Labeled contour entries
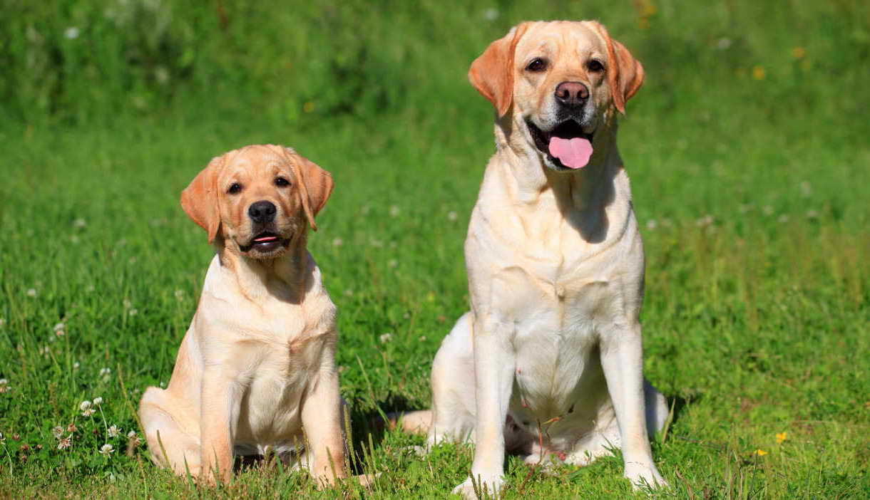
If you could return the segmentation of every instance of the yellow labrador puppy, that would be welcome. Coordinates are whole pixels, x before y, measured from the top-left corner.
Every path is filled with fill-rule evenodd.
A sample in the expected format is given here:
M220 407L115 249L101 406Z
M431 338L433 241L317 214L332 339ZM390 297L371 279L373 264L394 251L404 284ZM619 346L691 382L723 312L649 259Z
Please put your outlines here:
M293 150L246 146L181 194L216 256L166 390L139 416L154 461L226 480L233 455L273 452L319 481L345 477L336 308L305 249L332 177Z
M472 475L502 488L505 451L586 464L622 448L635 485L664 484L648 434L667 414L645 382L644 250L617 114L644 71L595 22L523 23L472 64L497 150L472 213L472 310L432 366L432 410L407 430L475 443ZM470 477L457 493L474 497Z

Stated task –
Format everything from the start of the records down to the line containing "M220 407L115 249L101 406Z", inclusive, as a Markdown table with the columns "Row" and "Text". Put a row number and one line per row, and leave out blank lines and the pictures.

Answer for the task –
| Row | Text |
|---|---|
| 1 | If you could return the segmentation of every instance of the yellow labrador puppy, that would be welcome. Coordinates are whole pixels, x before y, measured from the top-left corner. |
| 2 | Every path is filled with fill-rule evenodd. |
| 3 | A sample in the expected format is given here: |
| 4 | M220 407L115 249L101 406Z |